Text extract:

Emission brightness during the six consecutive scans on the 2008/07/13. Mercury's disk is plotted. The white dashed lines are longitudes on the nightside region. The scan of Mercury is done from bottom to top of each panel. Only pixels where the signal/noise ratio was greater than 150 are plotted.

[9] In Figure 2, the spatial distribution of the Doppler shift associated to each plot of Figure 1 is shown. In Table 1 (6th column) we also provide the Doppler shift of the sum of all pixels for each scan (Figure 3). This Doppler shift is always negative and displays minima at scan 8 and at the end of the observation and a maximum at scan 12. A positive Doppler shift corresponds to atoms moving away from the observer and mainly anti-sunward. The Doppler shift as seen from Earth depends on the angle between the line of sight and the vector normal to the surface, the sodium atoms being ejected preferentially perpendicularly to the surface. Since sodium atoms are also pushed anti-sunward by the solar radiation pressure, such a Doppler shift will also depend on the angle between the line of sight and the solar zenith angle. For quiet conditions, we should observe a globally negative Doppler shift of the atoms along the line of sight with maxima at the solar limb and in the anti-solar direction (bottom and top parts of each panel) and a minimum at the sub-Earth point. Such a minimum of the Doppler shift at the center of the apparent disk is observed in Figure 2, for scans 4, 8 and 10 as well as for scans 13 to 17. A globally negative Doppler shift (Figure 3) implies also that a significant part of the observed exosphere was not dominantly gravitationally bounded to Mercury. In the contrary, we should have observed a globally null Doppler shift in Mercury's frame.

Given data:
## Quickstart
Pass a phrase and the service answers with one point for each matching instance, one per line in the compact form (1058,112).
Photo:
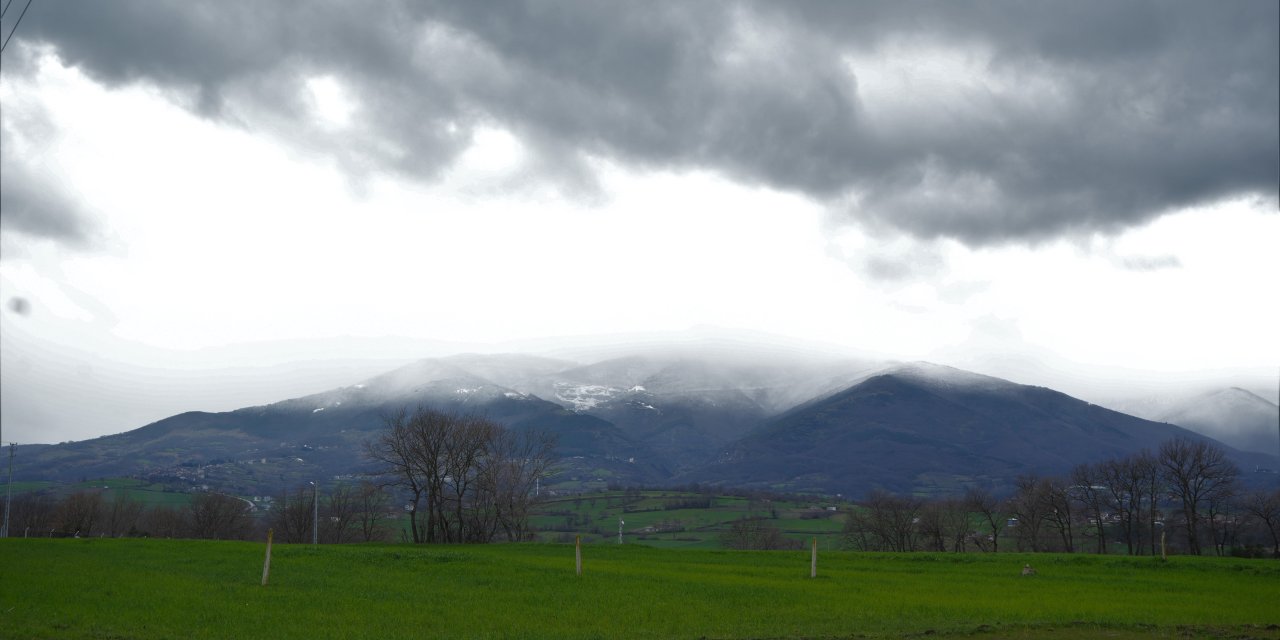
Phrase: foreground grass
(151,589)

--

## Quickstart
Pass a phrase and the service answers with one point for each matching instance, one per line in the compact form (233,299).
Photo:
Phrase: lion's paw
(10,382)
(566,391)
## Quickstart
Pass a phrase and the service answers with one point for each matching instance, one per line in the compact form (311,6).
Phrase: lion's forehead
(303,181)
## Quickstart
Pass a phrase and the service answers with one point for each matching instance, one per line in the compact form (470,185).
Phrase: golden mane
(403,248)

==

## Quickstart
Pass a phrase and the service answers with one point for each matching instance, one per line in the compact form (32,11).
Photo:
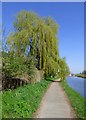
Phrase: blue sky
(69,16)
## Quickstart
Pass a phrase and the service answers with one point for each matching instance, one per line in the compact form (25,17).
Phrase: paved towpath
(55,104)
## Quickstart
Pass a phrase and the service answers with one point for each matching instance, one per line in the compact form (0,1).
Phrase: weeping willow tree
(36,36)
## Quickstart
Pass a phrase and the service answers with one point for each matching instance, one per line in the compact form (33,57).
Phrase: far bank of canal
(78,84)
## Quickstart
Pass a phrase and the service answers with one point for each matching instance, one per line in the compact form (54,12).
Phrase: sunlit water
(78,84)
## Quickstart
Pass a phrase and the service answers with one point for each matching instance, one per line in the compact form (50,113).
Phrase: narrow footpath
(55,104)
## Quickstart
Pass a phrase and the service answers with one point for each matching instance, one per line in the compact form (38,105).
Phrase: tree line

Tasks and exercises:
A – Pull out each line of the listing that contains the string "tree".
B – Carry on the passage about Doppler shifts of sodium around Mercury, starting right after its final sentence.
The passage and the listing have nothing to do with each other.

Final answers:
A –
Phrase: weeping willow tree
Phrase: tree line

B –
Figure 2.

Doppler shift of the Na D2 emission line in Mercury's frame. A positive Doppler shift means that the Na atoms move on average away from the observer whereas a negative Doppler corresponds to Na atoms moving towards the observer. Only pixels where the signal/noise ratio was greater than 150 are plotted.

Figure 3.

Spectra of the measured signal obtained by summing all pixels with signal/noise ratio larger than 150. (left) The sky contribution to the measured spectra was subtracted but not the solar reflected light on Mercury's surface. (right) Same as Figure 3 (left) but with the solar reflected light on Mercury's surface subtracted. Each spectrum is plotted in Mercury's exospheric frame (zero Doppler shift, vertical dashed line).

[10] Leblanc et al. [2008] observed an enlargement of the Doppler spectral line in association with peak of emission brightness and interpreted this as the signature of an energetic process of ejection. The Doppler width distribution during the 6 scans displayed Figures 1 and 2 is shown in Figure 4. We observe a slightly hotter southern hemisphere than the northern during the whole sequence of observation. Two episodes of increase of the Doppler width appear also to occur during scans 8 and 10 and during scans 16 and 17 in Figure 4 (also evident in the average Doppler width displayed 7th column of Table 1). Therefore, during these two periods of maximum Doppler width, it is probable that solar wind sputtering increased leading to a local increase of the Doppler width and to the Doppler shift minima during scan 8 and less evidently during scans 16–17. The association between Doppler width and peak of emission is not as clear for these observations as for the one reported by Leblanc et al. [2008]. This can be explained by worse seeing conditions, Mercury being also closer to the Earth in 2007, but also as a signature of the weakness of the energetic processes during our observation. Moreover, most of the atoms producing the southern and northern brightness peaks were probably ejected before the start of our observation, so that they either already moved away from the region of ejection for the most energetic particles as suggested by Figure 4 or partially thermalized by reimpacting the surface.

Figure 4.

Doppler Width of the spectral Na D2 emission line. Only pixels where the signal/noise ratio was greater than 150 are plotted.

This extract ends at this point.